>> START Information shown

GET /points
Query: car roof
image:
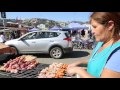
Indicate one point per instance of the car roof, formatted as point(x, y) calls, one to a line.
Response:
point(49, 31)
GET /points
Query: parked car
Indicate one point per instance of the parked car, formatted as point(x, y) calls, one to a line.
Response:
point(55, 43)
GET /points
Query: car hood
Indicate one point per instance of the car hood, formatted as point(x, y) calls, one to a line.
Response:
point(10, 41)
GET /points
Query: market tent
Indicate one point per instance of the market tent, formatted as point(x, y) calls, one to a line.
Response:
point(34, 29)
point(76, 26)
point(55, 28)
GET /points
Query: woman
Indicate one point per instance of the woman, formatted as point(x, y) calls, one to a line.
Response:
point(2, 37)
point(104, 62)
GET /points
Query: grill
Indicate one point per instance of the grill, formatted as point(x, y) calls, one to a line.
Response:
point(33, 73)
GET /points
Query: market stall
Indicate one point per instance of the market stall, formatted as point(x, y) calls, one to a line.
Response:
point(27, 66)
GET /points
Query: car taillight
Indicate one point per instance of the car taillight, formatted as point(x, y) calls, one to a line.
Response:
point(68, 39)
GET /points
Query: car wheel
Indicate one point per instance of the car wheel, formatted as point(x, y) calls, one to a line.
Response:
point(56, 52)
point(16, 51)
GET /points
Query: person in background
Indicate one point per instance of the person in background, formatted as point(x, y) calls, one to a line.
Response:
point(105, 59)
point(2, 37)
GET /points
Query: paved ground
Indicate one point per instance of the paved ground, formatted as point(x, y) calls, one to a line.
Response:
point(68, 58)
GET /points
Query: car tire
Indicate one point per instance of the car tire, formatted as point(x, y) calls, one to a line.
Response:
point(15, 50)
point(56, 53)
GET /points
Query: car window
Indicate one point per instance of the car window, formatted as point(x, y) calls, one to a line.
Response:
point(30, 36)
point(53, 34)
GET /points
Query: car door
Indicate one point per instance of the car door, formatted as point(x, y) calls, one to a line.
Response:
point(43, 42)
point(27, 43)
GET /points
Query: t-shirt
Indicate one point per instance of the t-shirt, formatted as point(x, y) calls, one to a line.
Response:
point(114, 62)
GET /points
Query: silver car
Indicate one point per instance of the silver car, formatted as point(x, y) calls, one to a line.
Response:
point(55, 43)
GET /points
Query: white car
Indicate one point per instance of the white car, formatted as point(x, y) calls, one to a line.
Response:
point(55, 43)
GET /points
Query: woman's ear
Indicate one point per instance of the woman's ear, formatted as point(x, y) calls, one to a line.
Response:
point(110, 25)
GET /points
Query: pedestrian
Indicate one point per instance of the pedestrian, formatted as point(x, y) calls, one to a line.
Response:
point(104, 61)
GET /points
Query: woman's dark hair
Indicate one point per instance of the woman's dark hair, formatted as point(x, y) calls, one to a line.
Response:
point(104, 17)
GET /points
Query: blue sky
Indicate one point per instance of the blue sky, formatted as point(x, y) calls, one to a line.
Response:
point(57, 16)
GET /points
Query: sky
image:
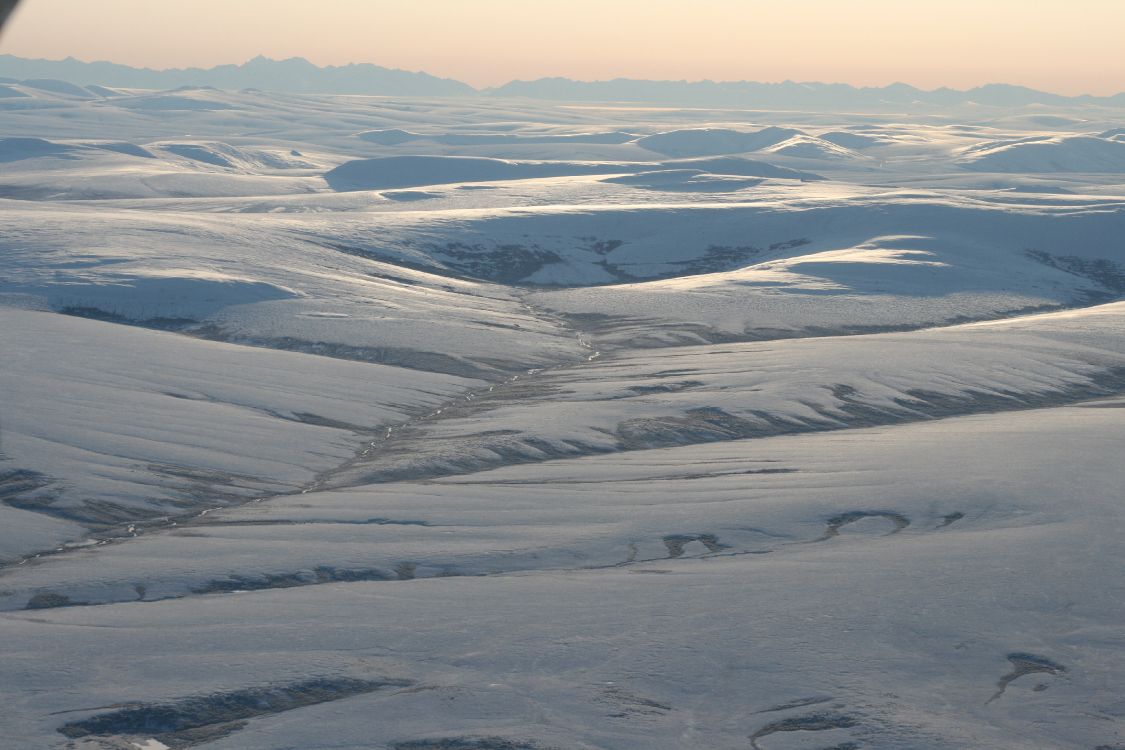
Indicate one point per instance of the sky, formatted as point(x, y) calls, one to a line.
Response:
point(1068, 46)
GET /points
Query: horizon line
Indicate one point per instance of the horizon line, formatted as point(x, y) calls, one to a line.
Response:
point(565, 78)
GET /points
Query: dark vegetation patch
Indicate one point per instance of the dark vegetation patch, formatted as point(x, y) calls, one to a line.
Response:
point(200, 719)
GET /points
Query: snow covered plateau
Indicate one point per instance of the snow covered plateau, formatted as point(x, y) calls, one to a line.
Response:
point(475, 423)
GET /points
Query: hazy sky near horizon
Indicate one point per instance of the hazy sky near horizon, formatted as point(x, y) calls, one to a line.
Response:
point(1070, 46)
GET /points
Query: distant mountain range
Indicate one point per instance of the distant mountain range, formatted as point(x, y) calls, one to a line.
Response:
point(298, 75)
point(293, 75)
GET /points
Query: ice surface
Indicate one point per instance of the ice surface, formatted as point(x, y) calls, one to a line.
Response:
point(488, 424)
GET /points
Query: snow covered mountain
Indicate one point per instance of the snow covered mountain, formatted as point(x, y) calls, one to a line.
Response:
point(492, 424)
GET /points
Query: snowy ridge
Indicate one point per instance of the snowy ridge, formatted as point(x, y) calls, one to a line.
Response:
point(480, 424)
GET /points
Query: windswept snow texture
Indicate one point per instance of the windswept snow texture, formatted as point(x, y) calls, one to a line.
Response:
point(486, 424)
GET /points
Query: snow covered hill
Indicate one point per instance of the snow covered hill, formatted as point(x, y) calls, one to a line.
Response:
point(488, 424)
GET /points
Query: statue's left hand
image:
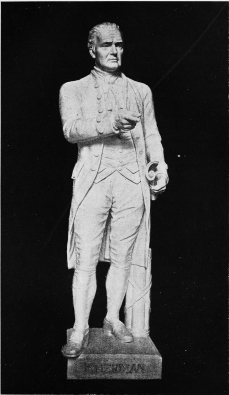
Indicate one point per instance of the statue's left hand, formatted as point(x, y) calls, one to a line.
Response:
point(159, 184)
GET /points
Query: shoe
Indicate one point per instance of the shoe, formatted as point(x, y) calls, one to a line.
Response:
point(77, 343)
point(117, 329)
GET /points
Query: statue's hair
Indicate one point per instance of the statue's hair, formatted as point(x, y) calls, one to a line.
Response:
point(96, 30)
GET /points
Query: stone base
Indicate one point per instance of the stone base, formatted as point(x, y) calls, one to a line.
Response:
point(107, 358)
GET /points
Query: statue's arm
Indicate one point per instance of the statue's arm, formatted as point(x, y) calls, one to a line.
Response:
point(154, 148)
point(75, 127)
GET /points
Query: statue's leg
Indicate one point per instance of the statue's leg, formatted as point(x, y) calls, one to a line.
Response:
point(89, 227)
point(127, 211)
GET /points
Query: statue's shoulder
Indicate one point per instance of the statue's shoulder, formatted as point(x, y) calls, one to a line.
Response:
point(77, 85)
point(142, 88)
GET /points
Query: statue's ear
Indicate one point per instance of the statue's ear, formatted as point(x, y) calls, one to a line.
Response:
point(92, 52)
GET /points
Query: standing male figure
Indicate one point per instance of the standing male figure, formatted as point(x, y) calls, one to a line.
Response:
point(111, 118)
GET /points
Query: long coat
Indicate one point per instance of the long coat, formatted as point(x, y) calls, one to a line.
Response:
point(79, 113)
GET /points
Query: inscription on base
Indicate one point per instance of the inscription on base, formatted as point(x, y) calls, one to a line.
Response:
point(92, 368)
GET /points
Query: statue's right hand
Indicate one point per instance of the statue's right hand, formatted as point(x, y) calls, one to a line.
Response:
point(125, 120)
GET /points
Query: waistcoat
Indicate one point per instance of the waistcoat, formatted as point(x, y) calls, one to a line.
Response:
point(118, 152)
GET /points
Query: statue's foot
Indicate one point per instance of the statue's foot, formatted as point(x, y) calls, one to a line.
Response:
point(77, 343)
point(117, 329)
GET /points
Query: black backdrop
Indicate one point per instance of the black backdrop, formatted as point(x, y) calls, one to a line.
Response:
point(179, 50)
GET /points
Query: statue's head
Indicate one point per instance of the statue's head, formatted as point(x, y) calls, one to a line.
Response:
point(106, 46)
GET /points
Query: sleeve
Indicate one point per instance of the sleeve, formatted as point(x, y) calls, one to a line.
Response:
point(154, 148)
point(75, 127)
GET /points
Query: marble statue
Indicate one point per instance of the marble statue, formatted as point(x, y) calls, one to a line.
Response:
point(119, 170)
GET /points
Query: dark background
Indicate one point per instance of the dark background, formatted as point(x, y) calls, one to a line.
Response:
point(180, 50)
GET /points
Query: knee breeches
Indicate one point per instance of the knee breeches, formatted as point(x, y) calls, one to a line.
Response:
point(121, 198)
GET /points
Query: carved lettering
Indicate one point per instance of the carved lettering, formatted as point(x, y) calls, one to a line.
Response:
point(92, 368)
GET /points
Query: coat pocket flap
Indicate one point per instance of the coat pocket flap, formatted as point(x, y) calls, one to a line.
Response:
point(77, 169)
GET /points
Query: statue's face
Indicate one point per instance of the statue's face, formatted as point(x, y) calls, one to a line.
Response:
point(108, 49)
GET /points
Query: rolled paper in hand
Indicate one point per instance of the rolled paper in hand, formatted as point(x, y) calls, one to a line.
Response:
point(151, 171)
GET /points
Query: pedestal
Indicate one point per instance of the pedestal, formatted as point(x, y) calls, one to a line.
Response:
point(107, 358)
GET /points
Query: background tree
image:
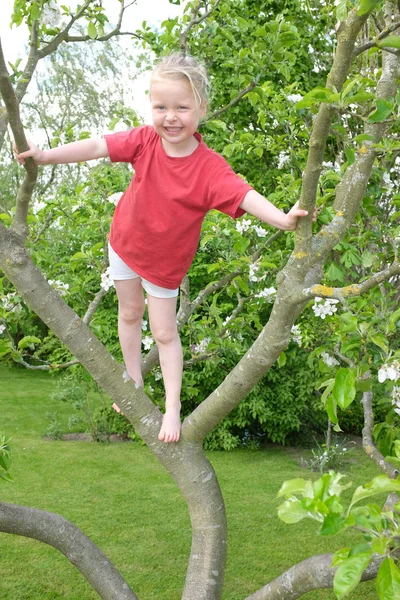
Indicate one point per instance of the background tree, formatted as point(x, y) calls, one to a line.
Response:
point(363, 141)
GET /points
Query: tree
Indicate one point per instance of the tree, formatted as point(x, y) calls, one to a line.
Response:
point(299, 281)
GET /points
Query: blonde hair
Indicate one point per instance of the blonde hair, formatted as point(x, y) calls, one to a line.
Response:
point(180, 67)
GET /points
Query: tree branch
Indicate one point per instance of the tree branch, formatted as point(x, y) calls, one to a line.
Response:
point(25, 191)
point(314, 573)
point(64, 37)
point(187, 308)
point(54, 530)
point(347, 36)
point(235, 101)
point(367, 439)
point(373, 43)
point(351, 190)
point(351, 291)
point(194, 21)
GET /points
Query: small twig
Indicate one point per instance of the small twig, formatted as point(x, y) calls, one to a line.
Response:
point(351, 291)
point(235, 101)
point(373, 43)
point(194, 21)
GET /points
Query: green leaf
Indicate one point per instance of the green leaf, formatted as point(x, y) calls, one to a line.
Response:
point(379, 545)
point(380, 341)
point(334, 273)
point(394, 317)
point(391, 41)
point(379, 485)
point(348, 575)
point(28, 341)
point(340, 556)
point(341, 10)
point(358, 98)
point(92, 31)
point(282, 360)
point(293, 486)
point(382, 111)
point(388, 580)
point(327, 391)
point(292, 511)
point(331, 409)
point(344, 390)
point(333, 523)
point(364, 385)
point(367, 6)
point(367, 259)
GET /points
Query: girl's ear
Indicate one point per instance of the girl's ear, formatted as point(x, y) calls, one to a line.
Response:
point(203, 108)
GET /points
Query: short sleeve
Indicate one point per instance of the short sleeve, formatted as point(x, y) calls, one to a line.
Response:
point(226, 189)
point(126, 146)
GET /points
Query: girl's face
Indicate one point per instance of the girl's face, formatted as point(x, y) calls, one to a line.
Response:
point(176, 115)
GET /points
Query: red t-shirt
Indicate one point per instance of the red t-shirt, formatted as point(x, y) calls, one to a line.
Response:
point(157, 222)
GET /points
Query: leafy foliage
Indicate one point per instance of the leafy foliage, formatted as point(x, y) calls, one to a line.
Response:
point(321, 501)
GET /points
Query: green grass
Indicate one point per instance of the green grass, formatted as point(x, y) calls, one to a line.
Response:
point(121, 497)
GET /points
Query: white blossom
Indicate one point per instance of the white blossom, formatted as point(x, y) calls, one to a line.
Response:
point(267, 293)
point(51, 15)
point(283, 158)
point(391, 372)
point(296, 334)
point(387, 181)
point(396, 395)
point(260, 231)
point(38, 206)
point(147, 342)
point(252, 272)
point(114, 198)
point(323, 309)
point(106, 281)
point(295, 98)
point(62, 288)
point(242, 226)
point(202, 346)
point(329, 360)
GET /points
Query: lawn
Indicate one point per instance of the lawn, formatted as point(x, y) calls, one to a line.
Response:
point(120, 496)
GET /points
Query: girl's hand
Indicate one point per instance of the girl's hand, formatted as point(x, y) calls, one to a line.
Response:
point(294, 214)
point(34, 152)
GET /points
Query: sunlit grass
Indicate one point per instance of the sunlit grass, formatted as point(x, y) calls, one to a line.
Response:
point(121, 497)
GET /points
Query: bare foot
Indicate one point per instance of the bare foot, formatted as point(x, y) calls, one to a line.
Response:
point(171, 426)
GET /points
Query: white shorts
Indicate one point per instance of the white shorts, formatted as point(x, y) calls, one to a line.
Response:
point(120, 271)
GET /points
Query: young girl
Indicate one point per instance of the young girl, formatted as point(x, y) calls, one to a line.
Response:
point(157, 223)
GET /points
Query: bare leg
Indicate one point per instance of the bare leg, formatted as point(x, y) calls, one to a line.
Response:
point(162, 315)
point(131, 308)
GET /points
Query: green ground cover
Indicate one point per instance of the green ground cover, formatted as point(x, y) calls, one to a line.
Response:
point(120, 496)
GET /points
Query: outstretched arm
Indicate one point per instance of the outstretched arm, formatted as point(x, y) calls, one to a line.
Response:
point(260, 207)
point(80, 151)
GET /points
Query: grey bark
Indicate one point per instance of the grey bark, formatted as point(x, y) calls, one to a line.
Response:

>> END Information shown

## Task to carry out
Render everything from the start of the items down to the line containing "point(10, 41)" as a JSON list of strings, with one string per line and blank lines omitted. Leave the pictures out of the answer.

## Solved exercise
[
  "GET /points",
  "Query: car roof",
  "image:",
  "Indicate one point per instance of the car roof, formatted as point(x, y) calls, one to a line.",
  "Response:",
  "point(49, 31)",
  "GET /points",
  "Query: parked car",
  "Indicate one point per instance of the parked car, formatted as point(x, y) calls, one to a line.",
  "Response:",
  "point(55, 43)",
  "GET /points",
  "Query: car hood",
  "Indicate one point per instance of the car hood, formatted as point(x, y) calls, one to a line.",
  "Response:",
  "point(10, 41)"
]